- WHAT THIS TASK INVOLVES
Pictures should be excluded; otherwise, copy every entry exactly.

- EXCERPTED RECORDS
——
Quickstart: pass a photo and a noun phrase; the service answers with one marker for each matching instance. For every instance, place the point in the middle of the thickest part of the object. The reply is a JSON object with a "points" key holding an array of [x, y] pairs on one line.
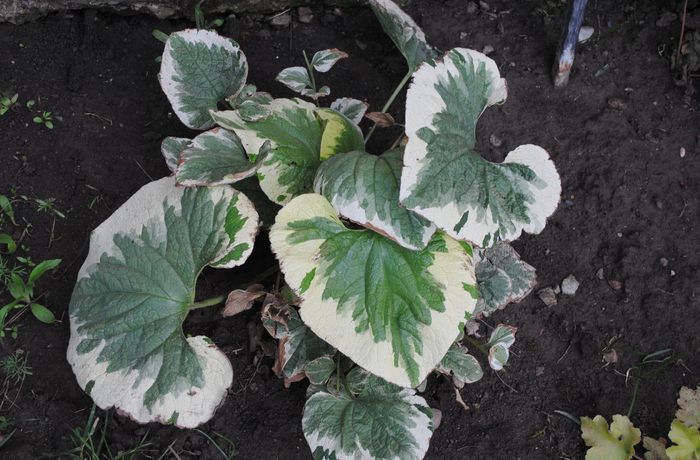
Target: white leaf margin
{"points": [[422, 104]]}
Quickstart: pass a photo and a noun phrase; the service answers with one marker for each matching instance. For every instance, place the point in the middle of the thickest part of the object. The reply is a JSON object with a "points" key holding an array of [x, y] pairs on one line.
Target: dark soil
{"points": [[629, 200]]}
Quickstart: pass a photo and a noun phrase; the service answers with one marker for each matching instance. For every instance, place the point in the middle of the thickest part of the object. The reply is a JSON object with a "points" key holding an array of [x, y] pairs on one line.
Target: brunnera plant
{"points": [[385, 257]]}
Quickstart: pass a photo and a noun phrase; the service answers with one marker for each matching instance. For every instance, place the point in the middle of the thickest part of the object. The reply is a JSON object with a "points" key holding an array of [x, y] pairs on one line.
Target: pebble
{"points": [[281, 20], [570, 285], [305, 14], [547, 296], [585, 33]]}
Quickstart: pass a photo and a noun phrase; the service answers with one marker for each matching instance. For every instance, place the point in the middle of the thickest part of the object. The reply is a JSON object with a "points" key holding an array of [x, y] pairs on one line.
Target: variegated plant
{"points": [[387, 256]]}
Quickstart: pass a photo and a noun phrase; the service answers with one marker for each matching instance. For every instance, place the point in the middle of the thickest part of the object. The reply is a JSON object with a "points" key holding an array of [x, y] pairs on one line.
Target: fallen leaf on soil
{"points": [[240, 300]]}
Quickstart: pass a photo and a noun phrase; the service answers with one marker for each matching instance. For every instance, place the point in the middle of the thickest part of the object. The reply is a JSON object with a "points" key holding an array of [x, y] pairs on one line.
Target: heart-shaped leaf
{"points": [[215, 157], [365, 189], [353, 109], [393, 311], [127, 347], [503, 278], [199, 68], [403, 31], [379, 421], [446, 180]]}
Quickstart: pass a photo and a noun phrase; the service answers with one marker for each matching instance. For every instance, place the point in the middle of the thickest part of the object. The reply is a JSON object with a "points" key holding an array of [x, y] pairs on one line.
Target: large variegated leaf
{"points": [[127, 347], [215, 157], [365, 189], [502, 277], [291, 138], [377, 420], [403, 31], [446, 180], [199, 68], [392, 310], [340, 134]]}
——
- EXERCISE RESULT
Quickstart: pass a photo and a noun phrase; the service answers with one marker for each matching instance. For every instance, place the point in the middle of the thickest part of the object. The reply is a JSON object with a "points" key holding an array of [x, y] pairs on one line.
Target: white leaf margin
{"points": [[422, 104]]}
Quickstart: pass a photo and a noun phrase; the service answers with one marker for each matching instance. For every instance, place the point in the middle of the thickest part of the object. The reply is a JSON object with a "points" key holding an array of [x, y] pairs on one line.
Target: dark soil
{"points": [[629, 200]]}
Quickstart: pass a photo and a noun phrase; the service answers with one marker for each matching instance. For every instance, place the point in the middle of the thickest part of the object. The reply is a JSON object with a "points" key holding an array of [x, y] pairs on one line.
Target: brunnera plant
{"points": [[385, 257]]}
Quickstart: pass a photo and a noun phrase; the service answers with one marker for each matching instance. For every instance, place the point in the middle of the thickest part of the object. The reply is a JSON object with a "points" key holding an array of [x, y] pairs on one line.
Target: pebble
{"points": [[281, 20], [570, 285], [305, 14], [547, 296], [585, 33]]}
Quickstart: pass a photo and a noun phrase; the service answers with one marker for each matching instance. For every instance, place the point in the middle of the thickest part of the object. The reply is a JSON object with a "points" key holding an array of [x, y] pairs on one line.
Target: variegated plant
{"points": [[387, 256]]}
Quickstart: pass a photo and a noun phrase; the service answers with one marker for each matching instance. For every instance, place the point in the middle of the thickest part of the object. The reply is a JSON object with a "points" key holding an array of [x, y] pairs on one line.
Target: fallen leaf on soil
{"points": [[240, 300]]}
Quickstart: pass a photo and a noun phrase; the service answers with one marker for each matching instance. For every instance, place the point in the middle of the thickest part of the object. The reply is a JSON object with a "points" key holding an array of [x, y] pairs on one line.
Target: heart-shaped leaf
{"points": [[215, 157], [365, 189], [353, 109], [393, 311], [127, 347], [503, 278], [199, 68], [403, 31], [379, 421], [446, 180]]}
Quickstart: pass a photo and a noun phrase; the service answers with one marker for each matching instance. For every instance, place the point in the middle of the thickest part of the object. The reply is a JSON object with a "points" key holding an array of [x, y] pairs on one line.
Target: large variegated leaf
{"points": [[127, 347], [215, 157], [365, 189], [502, 277], [291, 138], [377, 420], [403, 31], [446, 180], [199, 68], [392, 310], [340, 134]]}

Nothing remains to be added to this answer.